### [Exercises]
a) In the summary of the disease-subtype paper below, list every word that begins with "cluster" in order of appearance, counting the title.
b) Continue the summary of the disease-subtype paper below, picking up after its last sentence.

### [Document passage]
Clusters in Explanation Space: Inferring disease subtypes from model explanations
This work addresses the challenge of identifying disease subtypes for improved clinical diagnosis and treatment, though it appears incremental as it adapts existing explanation and clustering techniques to a specific domain.
The authors tackled the problem of discovering disease subtypes from noisy biomedical data by proposing a new approach that clusters instances in the explanation space of a diagnostic classifier, rather than the original data. They showed that this method substantially outperforms classical cluster analysis on original data in recovering known subtypes, as demonstrated on UK Biobank brain imaging and Cancer Genome Atlas transcriptome datasets.

### [Stored data]
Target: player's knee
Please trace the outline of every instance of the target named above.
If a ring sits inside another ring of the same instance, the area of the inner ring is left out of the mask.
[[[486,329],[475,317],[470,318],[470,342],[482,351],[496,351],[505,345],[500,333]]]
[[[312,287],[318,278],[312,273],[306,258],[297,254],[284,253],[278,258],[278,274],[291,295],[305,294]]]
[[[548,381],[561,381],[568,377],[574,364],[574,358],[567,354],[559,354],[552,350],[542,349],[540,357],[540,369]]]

### [Outputs for the tasks]
a) Clusters, clustering, clusters, cluster

b)
Identification of disease subtypes and corresponding biomarkers can substantially improve clinical diagnosis and treatment selection. Discovering these subtypes in noisy, high dimensional biomedical data is often impossible for humans and challenging for machines. We introduce a new approach to facilitate the discovery of disease subtypes: Instead of analyzing the original data, we train a diagnostic classifier (healthy vs. diseased) and extract instance-wise explanations for the classifier's decisions. The distribution of instances in the explanation space of our diagnostic classifier amplifies the different reasons for belonging to the same class - resulting in a representation that is uniquely useful for discovering latent subtypes. We compare our ability to recover subtypes via cluster analysis on model explanations to classical cluster analysis on the original data. In multiple datasets with known ground-truth subclasses, most compellingly on UK Biobank brain imaging data and transcriptome data from the Cancer Genome Atlas, we show that cluster analysis on model explanations substantially outperforms the classical approach. While we believe clustering in explanation space to be particularly valuable for inferring disease subtypes, the method is more general and applicable to any kind of sub-type identification.